* [WHAT IS REQUIRED]
Transfer the entries below, from the line containing "the monkey's face." through the end of the entries, reproducing every line in full and adding 53 to each box coordinate in the answers.
#### DATASET ####
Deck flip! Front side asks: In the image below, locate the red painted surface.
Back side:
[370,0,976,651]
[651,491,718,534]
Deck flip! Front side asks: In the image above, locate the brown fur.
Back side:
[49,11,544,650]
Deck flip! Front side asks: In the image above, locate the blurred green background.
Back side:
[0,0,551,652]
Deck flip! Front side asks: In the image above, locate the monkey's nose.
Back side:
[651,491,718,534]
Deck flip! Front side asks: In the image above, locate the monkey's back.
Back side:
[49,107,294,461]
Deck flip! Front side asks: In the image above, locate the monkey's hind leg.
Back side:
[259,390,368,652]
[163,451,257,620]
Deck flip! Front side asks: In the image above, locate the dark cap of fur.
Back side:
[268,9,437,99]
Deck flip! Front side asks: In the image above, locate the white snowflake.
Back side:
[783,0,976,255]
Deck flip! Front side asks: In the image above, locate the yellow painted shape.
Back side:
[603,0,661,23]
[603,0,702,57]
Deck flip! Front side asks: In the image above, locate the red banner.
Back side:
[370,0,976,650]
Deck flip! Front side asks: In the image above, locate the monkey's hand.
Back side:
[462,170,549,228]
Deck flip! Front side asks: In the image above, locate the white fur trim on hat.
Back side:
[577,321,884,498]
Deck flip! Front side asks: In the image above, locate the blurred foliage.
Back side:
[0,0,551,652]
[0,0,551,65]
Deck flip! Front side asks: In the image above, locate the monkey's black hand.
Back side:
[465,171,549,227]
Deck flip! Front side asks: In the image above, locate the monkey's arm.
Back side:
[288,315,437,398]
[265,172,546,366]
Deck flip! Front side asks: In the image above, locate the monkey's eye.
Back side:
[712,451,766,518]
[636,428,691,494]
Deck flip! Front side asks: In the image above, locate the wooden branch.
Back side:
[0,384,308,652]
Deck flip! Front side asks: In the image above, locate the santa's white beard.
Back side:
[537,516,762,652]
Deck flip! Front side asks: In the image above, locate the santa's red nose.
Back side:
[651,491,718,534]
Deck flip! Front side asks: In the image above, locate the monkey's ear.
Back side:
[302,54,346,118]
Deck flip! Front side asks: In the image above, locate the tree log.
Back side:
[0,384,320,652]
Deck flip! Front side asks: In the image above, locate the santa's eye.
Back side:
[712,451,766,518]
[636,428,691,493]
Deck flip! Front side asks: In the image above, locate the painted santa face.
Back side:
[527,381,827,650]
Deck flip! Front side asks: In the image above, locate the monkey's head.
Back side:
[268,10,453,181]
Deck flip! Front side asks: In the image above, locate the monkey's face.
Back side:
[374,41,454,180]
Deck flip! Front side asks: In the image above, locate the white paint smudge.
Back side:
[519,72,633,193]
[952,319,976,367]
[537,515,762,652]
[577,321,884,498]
####
* [WRITTEN SOLUTION]
Deck flip! Front side asks: In the image above, locate the monkey's face.
Back side:
[427,94,507,233]
Deck flip! Front side asks: In the image above, locate the white paint smudge.
Back side:
[572,125,686,246]
[1005,372,1029,420]
[590,568,815,705]
[630,374,937,551]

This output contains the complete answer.